··· Document

Geologists identify deep-earth structures that may signal hidden metal lodes

If the world is to maintain a sustainable economy and fend off the worst effects of climate change, at least one industry will soon have to ramp up dramatically: the mining of metals needed to create a vast infrastructure for renewable power generation, storage, transmission and usage. The problem is, demand for such metals is likely to far outstrip currently both known deposits and the existing technology used to find more ore bodies.

Now, in a new study, scientists have discovered previously unrecognized structural lines 100 miles or more down in the earth that appear to signal the locations of giant deposits of copper, lead, zinc and other vital metals lying close enough to the surface to be mined, but too far down to be found using current exploration methods. The discovery could greatly narrow down search areas, and reduce the footprint of future mines, the authors say. The study appears this week in the journal Nature Geoscience.

[...] The study found that 85 percent of all known base-metal deposits hosted in sediments-and 100 percent of all "giant" deposits (those holding more than 10 million tons of metal)-lie above deeply buried lines girdling the planet that mark the edges of ancient continents. Specifically, the deposits lie along boundaries where the earth's lithosphere-the rigid outermost cladding of the planet, comprising the crust and upper mantle-thins out to about 170 kilometers below the surface.

······
··· Given information

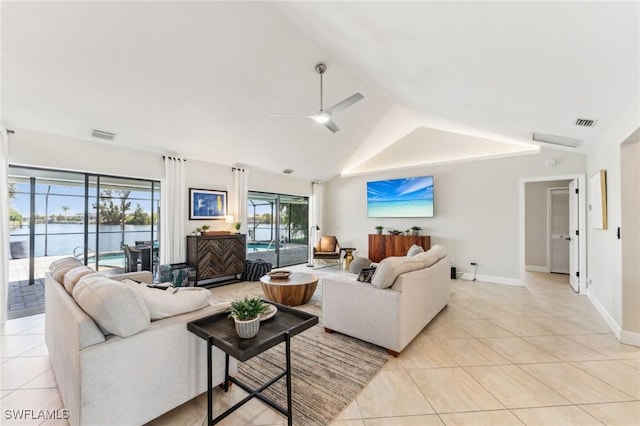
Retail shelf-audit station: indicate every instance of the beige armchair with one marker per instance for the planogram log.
(327, 248)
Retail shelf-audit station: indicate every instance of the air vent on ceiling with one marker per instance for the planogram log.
(101, 134)
(557, 140)
(585, 122)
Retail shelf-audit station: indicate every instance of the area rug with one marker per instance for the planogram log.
(329, 370)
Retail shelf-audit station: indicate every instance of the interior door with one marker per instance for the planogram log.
(559, 228)
(574, 247)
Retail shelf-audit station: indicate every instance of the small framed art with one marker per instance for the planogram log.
(207, 204)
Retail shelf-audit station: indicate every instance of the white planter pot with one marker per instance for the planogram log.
(247, 329)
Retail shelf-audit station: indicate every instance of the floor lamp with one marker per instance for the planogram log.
(310, 259)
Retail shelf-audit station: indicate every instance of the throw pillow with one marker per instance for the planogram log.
(391, 267)
(414, 249)
(358, 264)
(116, 308)
(172, 301)
(61, 266)
(73, 276)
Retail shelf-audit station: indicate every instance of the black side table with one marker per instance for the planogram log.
(219, 331)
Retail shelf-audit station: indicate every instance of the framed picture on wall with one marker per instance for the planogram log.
(207, 204)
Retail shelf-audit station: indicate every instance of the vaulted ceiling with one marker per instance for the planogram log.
(442, 81)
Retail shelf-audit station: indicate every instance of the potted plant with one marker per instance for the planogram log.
(246, 315)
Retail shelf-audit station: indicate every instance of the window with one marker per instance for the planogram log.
(57, 213)
(278, 228)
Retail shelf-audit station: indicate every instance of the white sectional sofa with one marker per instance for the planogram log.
(406, 293)
(105, 379)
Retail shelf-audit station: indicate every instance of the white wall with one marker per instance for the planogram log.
(604, 248)
(36, 149)
(630, 161)
(476, 209)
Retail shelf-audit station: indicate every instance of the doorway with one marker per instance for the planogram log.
(552, 216)
(558, 224)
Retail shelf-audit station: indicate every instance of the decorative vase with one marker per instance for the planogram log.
(247, 329)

······

Task instructions:
[A] According to the article on deep-earth structures, what percentage of all known base-metal deposits hosted in sediments lie above the deeply buried lines?
[B] Retype the passage from the article on deep-earth structures, starting at "Geologists identify deep-earth" and ending at "more ore bodies.".
The listing was drawn from a separate source.

Problem solutions:
[A] 85 percent

[B]
Geologists identify deep-earth structures that may signal hidden metal lodes

If the world is to maintain a sustainable economy and fend off the worst effects of climate change, at least one industry will soon have to ramp up dramatically: the mining of metals needed to create a vast infrastructure for renewable power generation, storage, transmission and usage. The problem is, demand for such metals is likely to far outstrip currently both known deposits and the existing technology used to find more ore bodies.